━━━━━ Texto fornecido

Josianne Prezzotto K. Lima e Ana Paula P. Navas
SUMÁRIO: Resumo. Abstract. 1 – Introdução. 2 – O emprego da arma de brinquedo no roubo. 3 – As armas de brinquedo e a Lei n.º 9.437 de 20-2-1997. 4 – Conclusão.
Resumo
O presente trabalho se propõe a fazer um despretensioso estudo sobre o emprego da arma de brinquedo, no crime de roubo, previsto no artigo 157 do Código Penal Brasileiro, e a sua utilização para o fim de cometer crimes, tipo penal autônomo criado pela Lei Ordinária Federal n.º 9.437, de 20-02-1997.
Abstract
The purpose of this essay is to do an unpretentious study about the use of toy weapons in the crime of robbery, which is anticipated in the article 157 of the Brazilian Criminal Code, and their utilisation for the finality to commit crimes, an autonomous criminal type created by Federal Ordinary Law n.º 9.437, February 20th, 1997.
1 – Introdução
O art. 157 do Código Penal brasileiro (CP) comina pena de reclusão de 4 a 10 anos e multa a quem comete o crime de subtrair, mediante grave ameaça ou violência a pessoa, coisa alheia móvel. O mesmo artigo determina, em seu § 2.º, I, um aumento de pena, de um terço até a metade, para quem emprega arma para exercer a ameaça ou violência elementares do tipo do roubo.
Conforme ensina Julio Fabbrini Mirabete, “Arma, no sentido jurídico, é todo instrumento que serve para o ataque ou defesa, hábil a vulnerar a integridade física de alguém” [1]. Portanto, para a aplicação da causa de aumento de pena supra citada, não é necessário o emprego de uma arma própria na execução do delito, que é a fabricada como instrumento de ataque e defesa, basta que o agente se utilize de qualquer utensílio ou objeto idôneo a causar lesão à vítima para que a jurisprudência e a doutrina majoritárias reconheçam a incidência da hipótese do § 2.º, I, do crime de roubo.
Há, porém, uma grande discussão jurisprudencial e doutrinária a respeito de se aplicar ou não a causa de aumento de pena ao infrator que faz uso de arma de brinquedo para a prática do roubo, discussão, essa, que se acirrou depois da publicação da Lei n.º 9.437/97, que criminalizou, em tipo autônomo, a utilização dessa mesma arma “(…) para o fim de cometer crimes”.
2 – O emprego da arma de brinquedo no roubo
A doutrina e a jurisprudência brasileiras há muito vem debatendo a questão do emprego da arma de brinquedo, ou qualquer outro simulacro de arma de fogo, nos crimes de roubo.
Existe uma polarização de opiniões para duas correntes teóricas: a subjetiva e a objetiva.

━━━━━━━━━━
━━━━━ Registros

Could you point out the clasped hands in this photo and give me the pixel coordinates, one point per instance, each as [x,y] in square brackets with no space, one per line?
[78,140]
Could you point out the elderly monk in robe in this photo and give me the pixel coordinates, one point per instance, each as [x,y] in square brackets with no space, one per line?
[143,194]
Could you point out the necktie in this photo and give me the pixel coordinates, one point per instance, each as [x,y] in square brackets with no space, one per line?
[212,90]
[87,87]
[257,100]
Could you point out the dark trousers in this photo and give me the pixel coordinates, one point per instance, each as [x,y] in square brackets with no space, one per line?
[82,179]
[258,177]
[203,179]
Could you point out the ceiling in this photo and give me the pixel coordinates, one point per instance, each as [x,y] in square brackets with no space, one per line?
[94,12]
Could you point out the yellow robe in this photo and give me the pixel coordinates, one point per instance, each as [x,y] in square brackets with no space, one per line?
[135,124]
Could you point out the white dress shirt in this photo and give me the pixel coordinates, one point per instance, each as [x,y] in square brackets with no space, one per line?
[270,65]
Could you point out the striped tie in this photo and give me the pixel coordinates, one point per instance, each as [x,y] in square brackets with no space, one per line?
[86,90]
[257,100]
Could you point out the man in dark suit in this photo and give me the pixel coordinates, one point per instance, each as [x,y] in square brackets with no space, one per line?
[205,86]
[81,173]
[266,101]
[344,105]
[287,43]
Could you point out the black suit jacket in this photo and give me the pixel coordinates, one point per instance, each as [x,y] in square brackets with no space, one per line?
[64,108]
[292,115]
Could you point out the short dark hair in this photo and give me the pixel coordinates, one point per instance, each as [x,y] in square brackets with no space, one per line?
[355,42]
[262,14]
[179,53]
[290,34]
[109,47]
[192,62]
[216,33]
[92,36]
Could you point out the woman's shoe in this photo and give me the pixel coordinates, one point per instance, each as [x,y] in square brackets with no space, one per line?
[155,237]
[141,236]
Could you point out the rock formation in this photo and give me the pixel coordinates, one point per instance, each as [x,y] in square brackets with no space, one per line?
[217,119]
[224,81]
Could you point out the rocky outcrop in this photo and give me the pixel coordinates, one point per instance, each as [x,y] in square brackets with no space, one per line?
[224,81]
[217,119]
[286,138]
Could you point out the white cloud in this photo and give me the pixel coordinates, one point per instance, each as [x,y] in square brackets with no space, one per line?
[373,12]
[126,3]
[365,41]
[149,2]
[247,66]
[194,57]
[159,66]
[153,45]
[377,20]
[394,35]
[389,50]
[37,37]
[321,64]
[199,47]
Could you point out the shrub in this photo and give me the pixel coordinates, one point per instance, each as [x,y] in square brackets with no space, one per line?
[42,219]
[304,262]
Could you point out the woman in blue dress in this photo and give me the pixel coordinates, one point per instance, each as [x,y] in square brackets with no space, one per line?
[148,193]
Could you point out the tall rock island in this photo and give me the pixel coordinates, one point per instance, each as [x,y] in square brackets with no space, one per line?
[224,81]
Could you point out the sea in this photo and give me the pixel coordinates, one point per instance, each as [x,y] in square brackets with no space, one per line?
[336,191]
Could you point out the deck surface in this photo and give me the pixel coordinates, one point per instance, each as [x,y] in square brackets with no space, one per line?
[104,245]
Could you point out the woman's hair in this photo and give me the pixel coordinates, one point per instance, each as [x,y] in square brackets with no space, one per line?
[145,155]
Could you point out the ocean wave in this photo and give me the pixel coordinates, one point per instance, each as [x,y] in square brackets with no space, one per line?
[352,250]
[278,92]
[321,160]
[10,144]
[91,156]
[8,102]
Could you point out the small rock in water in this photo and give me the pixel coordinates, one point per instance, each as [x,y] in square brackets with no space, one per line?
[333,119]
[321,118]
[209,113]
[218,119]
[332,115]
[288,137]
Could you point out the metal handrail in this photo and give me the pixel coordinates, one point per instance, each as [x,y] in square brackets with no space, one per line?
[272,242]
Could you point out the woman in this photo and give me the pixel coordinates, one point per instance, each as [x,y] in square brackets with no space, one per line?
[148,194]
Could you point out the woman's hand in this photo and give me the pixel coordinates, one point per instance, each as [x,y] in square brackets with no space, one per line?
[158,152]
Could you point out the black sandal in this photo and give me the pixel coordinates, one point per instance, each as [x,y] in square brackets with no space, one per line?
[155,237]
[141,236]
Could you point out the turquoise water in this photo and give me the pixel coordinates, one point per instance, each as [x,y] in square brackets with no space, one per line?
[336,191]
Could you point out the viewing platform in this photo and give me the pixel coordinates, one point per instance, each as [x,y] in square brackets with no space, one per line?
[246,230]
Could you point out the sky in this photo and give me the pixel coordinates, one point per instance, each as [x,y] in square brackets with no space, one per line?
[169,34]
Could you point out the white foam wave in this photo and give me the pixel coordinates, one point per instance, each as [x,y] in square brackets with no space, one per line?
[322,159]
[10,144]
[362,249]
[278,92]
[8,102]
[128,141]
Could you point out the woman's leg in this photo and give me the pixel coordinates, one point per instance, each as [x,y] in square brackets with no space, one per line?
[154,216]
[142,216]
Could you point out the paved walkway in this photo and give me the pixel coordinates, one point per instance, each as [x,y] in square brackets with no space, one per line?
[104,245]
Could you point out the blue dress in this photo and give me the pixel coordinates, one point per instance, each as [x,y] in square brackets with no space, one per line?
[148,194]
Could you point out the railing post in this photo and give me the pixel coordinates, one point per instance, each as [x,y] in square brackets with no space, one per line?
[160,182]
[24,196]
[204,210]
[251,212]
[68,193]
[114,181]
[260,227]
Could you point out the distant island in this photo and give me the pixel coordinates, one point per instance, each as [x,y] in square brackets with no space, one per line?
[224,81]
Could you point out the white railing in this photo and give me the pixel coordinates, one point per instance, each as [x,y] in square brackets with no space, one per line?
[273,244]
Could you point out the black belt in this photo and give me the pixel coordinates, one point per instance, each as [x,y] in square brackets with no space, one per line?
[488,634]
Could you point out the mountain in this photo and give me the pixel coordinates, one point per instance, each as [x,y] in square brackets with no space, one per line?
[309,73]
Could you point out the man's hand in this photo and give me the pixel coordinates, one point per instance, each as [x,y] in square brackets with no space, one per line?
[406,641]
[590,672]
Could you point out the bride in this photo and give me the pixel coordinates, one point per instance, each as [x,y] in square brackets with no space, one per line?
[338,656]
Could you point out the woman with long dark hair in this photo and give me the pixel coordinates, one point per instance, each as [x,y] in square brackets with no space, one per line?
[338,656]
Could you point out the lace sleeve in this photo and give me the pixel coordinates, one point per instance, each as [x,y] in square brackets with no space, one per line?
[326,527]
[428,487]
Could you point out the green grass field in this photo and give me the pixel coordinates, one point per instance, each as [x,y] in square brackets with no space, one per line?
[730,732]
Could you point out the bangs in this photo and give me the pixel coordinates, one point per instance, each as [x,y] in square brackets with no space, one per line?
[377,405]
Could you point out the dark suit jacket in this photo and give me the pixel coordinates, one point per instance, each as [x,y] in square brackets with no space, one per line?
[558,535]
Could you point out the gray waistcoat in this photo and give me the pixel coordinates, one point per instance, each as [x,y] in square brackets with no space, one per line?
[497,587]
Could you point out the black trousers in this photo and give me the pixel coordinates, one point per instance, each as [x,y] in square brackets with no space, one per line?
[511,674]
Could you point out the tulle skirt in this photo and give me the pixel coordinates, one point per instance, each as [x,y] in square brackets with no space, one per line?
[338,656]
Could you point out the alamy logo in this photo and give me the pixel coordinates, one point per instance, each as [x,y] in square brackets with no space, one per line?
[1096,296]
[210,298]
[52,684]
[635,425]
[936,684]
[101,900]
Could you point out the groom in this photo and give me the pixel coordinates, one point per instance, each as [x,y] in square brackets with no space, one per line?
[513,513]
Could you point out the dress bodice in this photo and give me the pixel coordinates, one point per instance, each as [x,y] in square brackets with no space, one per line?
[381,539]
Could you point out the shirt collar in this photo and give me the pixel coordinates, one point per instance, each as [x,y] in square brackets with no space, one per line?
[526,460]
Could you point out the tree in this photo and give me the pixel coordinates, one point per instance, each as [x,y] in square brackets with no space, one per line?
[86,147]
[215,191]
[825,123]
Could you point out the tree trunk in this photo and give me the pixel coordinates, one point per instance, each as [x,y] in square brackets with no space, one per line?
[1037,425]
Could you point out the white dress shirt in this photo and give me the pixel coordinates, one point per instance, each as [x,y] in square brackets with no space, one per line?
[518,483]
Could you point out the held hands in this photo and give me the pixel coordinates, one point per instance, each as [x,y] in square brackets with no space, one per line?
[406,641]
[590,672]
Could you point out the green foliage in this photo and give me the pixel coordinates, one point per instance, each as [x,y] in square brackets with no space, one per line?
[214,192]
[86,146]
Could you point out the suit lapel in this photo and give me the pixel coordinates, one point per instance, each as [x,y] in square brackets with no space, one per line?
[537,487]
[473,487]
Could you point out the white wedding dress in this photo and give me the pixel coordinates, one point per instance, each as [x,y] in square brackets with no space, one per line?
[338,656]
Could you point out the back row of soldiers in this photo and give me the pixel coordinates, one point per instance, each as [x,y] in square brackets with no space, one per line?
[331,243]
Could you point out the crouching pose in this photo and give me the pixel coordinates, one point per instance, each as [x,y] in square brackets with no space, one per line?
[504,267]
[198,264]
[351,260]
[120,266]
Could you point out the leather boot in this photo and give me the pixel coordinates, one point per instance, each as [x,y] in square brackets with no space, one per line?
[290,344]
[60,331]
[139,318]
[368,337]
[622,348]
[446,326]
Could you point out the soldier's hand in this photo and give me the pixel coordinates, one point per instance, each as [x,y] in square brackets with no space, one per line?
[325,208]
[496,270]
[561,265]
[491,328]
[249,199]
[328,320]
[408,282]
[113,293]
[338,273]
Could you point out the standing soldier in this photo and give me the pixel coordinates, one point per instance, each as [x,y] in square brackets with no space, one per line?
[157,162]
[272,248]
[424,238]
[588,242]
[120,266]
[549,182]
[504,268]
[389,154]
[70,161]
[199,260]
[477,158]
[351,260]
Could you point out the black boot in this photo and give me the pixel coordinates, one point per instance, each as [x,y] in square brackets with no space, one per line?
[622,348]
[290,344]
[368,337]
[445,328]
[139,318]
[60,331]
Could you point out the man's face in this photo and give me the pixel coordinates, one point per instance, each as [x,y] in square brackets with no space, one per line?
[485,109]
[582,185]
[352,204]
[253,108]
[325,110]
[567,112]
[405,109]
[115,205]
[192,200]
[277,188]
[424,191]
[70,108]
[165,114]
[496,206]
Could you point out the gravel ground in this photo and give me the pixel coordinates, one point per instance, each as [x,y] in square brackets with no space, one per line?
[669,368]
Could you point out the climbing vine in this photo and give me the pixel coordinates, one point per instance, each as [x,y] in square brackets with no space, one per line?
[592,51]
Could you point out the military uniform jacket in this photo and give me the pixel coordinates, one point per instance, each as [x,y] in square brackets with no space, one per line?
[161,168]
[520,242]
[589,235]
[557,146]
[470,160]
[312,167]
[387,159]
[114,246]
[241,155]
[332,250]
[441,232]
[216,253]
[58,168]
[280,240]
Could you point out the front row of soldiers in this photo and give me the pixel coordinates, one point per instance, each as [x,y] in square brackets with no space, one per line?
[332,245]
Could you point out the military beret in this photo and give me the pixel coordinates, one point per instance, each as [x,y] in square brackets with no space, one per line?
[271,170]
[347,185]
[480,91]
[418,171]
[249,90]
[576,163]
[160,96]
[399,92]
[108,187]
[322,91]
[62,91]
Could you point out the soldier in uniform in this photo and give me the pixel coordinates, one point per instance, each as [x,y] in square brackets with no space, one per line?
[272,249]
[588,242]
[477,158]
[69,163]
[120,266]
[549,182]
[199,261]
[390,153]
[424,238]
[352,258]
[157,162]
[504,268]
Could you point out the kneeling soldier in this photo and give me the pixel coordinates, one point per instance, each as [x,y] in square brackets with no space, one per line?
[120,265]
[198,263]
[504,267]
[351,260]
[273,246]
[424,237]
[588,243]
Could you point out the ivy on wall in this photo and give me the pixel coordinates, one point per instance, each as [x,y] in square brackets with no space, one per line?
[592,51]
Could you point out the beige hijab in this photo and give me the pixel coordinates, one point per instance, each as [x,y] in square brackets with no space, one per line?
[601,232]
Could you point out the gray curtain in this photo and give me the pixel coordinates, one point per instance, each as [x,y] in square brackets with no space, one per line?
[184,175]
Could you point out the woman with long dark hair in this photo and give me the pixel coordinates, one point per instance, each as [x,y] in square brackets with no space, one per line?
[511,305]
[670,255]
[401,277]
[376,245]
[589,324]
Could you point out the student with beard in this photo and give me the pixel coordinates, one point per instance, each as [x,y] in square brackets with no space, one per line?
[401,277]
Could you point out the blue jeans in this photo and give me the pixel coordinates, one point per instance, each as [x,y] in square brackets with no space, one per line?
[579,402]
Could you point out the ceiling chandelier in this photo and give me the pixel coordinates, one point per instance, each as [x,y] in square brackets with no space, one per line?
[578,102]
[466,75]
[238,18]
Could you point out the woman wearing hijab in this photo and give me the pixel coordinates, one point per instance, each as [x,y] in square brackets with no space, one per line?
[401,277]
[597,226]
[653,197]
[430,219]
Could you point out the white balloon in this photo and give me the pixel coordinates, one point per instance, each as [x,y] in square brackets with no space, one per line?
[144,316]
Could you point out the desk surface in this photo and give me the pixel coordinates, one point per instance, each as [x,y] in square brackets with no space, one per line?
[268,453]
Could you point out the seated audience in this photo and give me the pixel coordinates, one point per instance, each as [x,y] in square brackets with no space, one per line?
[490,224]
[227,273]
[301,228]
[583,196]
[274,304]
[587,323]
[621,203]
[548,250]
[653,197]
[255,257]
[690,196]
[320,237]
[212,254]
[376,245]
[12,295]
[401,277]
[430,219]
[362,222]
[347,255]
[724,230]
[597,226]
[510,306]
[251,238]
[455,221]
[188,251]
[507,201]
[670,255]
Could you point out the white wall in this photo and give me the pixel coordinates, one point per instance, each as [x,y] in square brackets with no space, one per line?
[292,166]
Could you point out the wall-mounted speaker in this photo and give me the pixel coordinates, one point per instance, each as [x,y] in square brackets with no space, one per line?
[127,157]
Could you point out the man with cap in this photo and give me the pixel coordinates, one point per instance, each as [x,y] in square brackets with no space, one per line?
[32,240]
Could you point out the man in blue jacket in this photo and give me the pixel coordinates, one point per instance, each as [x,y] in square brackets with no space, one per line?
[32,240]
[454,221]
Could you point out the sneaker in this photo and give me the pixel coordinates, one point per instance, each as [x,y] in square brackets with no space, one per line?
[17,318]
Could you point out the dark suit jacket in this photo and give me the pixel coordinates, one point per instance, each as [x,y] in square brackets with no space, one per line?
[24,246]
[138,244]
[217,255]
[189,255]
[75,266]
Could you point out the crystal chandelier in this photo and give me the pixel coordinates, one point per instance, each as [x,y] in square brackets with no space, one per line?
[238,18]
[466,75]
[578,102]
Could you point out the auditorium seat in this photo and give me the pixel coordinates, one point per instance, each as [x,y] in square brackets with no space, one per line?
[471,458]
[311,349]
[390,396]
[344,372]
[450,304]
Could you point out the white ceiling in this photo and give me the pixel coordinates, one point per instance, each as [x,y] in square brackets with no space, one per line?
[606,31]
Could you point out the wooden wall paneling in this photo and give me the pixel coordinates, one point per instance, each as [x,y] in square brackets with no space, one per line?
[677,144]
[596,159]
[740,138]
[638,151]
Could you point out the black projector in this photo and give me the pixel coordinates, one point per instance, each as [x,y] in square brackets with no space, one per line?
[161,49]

━━━━━━━━━━

Liste todas as partes indicadas no sumário do texto sobre arma de brinquedo no roubo, na ordem em que aparecem.

Resumo
Abstract
1 – Introdução
2 – O emprego da arma de brinquedo no roubo
3 – As armas de brinquedo e a Lei n.º 9.437 de 20-2-1997
4 – Conclusão